start

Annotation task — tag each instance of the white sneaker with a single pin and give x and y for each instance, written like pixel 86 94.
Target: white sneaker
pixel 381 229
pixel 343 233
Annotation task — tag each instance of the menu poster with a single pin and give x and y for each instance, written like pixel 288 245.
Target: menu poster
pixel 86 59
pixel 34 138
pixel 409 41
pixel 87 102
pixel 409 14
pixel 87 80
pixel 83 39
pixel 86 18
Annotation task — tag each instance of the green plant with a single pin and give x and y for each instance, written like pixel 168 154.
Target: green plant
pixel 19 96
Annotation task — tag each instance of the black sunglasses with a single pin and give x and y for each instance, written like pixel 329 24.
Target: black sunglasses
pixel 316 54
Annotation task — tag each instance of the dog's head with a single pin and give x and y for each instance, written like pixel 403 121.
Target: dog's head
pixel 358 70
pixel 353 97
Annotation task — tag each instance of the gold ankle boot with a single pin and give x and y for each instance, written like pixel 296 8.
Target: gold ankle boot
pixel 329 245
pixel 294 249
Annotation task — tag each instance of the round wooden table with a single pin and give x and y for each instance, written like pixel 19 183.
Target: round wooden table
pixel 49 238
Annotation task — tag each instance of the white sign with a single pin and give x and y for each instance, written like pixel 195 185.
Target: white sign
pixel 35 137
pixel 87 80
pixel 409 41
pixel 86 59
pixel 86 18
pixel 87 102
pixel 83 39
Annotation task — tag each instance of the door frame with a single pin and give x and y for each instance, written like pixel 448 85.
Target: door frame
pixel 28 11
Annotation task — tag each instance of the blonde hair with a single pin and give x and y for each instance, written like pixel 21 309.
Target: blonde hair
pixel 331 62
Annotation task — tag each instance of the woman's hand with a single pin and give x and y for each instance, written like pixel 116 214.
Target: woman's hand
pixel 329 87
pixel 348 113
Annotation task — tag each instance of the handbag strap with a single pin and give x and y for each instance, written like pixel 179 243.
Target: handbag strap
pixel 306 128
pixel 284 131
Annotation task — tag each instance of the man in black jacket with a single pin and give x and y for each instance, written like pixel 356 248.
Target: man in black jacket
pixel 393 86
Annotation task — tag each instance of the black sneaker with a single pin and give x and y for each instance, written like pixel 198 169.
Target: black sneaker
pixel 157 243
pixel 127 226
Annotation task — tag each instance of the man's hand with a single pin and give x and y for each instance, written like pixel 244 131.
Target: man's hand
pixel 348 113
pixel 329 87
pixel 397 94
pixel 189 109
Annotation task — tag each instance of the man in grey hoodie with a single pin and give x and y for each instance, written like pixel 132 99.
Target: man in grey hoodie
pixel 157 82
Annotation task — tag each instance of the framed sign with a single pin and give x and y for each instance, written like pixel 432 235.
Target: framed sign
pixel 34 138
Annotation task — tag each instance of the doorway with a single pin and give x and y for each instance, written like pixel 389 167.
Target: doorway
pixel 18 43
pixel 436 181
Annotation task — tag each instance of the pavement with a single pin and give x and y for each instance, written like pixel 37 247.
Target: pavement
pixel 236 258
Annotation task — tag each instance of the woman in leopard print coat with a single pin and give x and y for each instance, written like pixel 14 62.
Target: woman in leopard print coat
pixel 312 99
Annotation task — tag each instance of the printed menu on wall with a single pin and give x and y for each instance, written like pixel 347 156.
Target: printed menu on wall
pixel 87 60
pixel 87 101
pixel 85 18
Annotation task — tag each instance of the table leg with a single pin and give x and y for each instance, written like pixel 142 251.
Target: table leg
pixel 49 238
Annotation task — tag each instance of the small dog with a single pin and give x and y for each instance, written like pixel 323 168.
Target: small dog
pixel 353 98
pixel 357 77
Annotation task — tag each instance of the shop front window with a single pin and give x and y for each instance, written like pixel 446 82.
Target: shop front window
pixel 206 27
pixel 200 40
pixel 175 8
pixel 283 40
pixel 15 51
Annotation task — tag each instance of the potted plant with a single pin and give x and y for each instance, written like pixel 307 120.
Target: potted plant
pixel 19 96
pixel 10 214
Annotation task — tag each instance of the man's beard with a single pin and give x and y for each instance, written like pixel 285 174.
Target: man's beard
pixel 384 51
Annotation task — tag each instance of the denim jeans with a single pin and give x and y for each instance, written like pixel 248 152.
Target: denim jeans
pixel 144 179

end

• _Exercise_:
Copy out all of the records above, replacing "single pin" with "single marker" wherever it occurs and keeping every other word unchanged.

• _Task response_:
Annotation task — tag each instance of the white sneaker with a single marker and give x and y for each instance, written like pixel 86 94.
Target: white sneaker
pixel 381 229
pixel 343 233
Annotation task — tag each instance of the menu poster with a single marker and give x and y for each instance, written like pixel 288 245.
Target: menu poster
pixel 86 59
pixel 34 138
pixel 409 41
pixel 87 102
pixel 409 14
pixel 87 80
pixel 83 39
pixel 86 18
Annotation task — tag each instance of the green plant with a single marker and give x and y for each instance, written like pixel 168 154.
Target: green plant
pixel 19 96
Annotation task — tag each instance of the black sunglasses with a single marker and give x and y for each instance, written like pixel 329 24.
Target: black sunglasses
pixel 316 54
Annotation task — tag each instance of the dog's head with a single marker and give x and y for each instance, written like pixel 403 121.
Target: dog's head
pixel 358 70
pixel 353 97
Annotation task — tag each instance of the gold ankle boot with a single marker and give x and y for each instance, written like pixel 296 8.
Target: gold ankle boot
pixel 329 245
pixel 294 249
Annotation task — tag each instance of the round wooden table with a single marker and give x and y for each instance, written like pixel 19 183.
Target: round wooden table
pixel 49 238
Annotation task — tag each instance of the white sign with a single marker and give x and y for each instance, written like pixel 195 185.
Target: white sign
pixel 35 137
pixel 87 80
pixel 409 41
pixel 86 59
pixel 86 18
pixel 87 102
pixel 83 39
Annotation task — tag each instance of the door frame with a single marker and give x and y for each instance, written like pixel 448 85.
Target: door frame
pixel 28 11
Annotation task — tag each instance of the blonde hair with a single marker and give x and y for each instance, written like pixel 21 309.
Target: blonde hair
pixel 331 62
Annotation task — tag each instance of the woman's hand with a single marker and give x and y for each instance, written like pixel 116 214.
Target: woman's hand
pixel 329 87
pixel 348 113
Annotation task — tag each instance of the handbag strap with a single marker and give x and y for each instance, written like pixel 179 243.
Target: handbag strap
pixel 306 128
pixel 284 131
Annotation task — tag each instance of the man in black jacket with a single marker and give x and y for each instance, written like pixel 356 248.
Target: man in black jacket
pixel 393 86
Annotation task — tag each instance of the black sneaker with a single marker and give x and y for each instance, written like pixel 198 169.
Target: black sneaker
pixel 157 243
pixel 127 226
Annotation task — tag each instance of the man's hand with a single marker and give x and y for each instance, written like pixel 244 131.
Target: man's hand
pixel 348 113
pixel 329 87
pixel 397 94
pixel 189 109
Annotation task — tag each instance of the man in grey hoodie with a single marker and give x and y for each instance, written like pixel 132 99.
Target: man in grey hoodie
pixel 157 82
Annotation task — tag each instance of the framed sign with a single marker and give x and y for each instance, written like pixel 432 235.
Target: framed sign
pixel 34 138
Annotation task — tag each instance of the doorway with a single marker and give x and y for each instance, written like pixel 389 167.
Target: doorway
pixel 18 43
pixel 436 181
Annotation task — tag each instance of the pavement with a single marker and give x and y for each instance, written like pixel 37 247.
Target: pavement
pixel 236 258
Annotation task — tag each instance of the woman in leopard print coat with a single marker and give x and y for each instance, written like pixel 14 62.
Target: woman in leopard print coat
pixel 312 99
Annotation task — tag each instance of the printed menu on wall with a single marker and give x and y for each instance, written like pixel 347 156.
Target: printed menu on wall
pixel 87 60
pixel 87 101
pixel 85 18
Annotation task — tag each instance of the table leg with a single marker and give x and y for each instance, written like pixel 142 251.
Target: table leg
pixel 49 238
Annotation task — tag each instance of the small dog with a single marker and give x and y for each instance, written like pixel 323 168.
Target: small dog
pixel 353 98
pixel 357 77
Annotation task — tag each instance of the shop front window with a single marker and give x and y for each instance, written like pixel 446 82.
Target: shop front window
pixel 206 27
pixel 200 40
pixel 175 8
pixel 283 40
pixel 15 51
Annotation task — tag each instance of the potted plant with a single marker and give x and y for each instance, written like pixel 307 120.
Target: potted plant
pixel 19 96
pixel 10 214
Annotation task — tag each instance of the man's beard with a single marker and give x and y for each instance, written like pixel 285 174.
Target: man's beard
pixel 384 51
Annotation task — tag each instance of the denim jeans with a single marker and give x and y for each instance, written like pixel 248 152.
Target: denim jeans
pixel 144 179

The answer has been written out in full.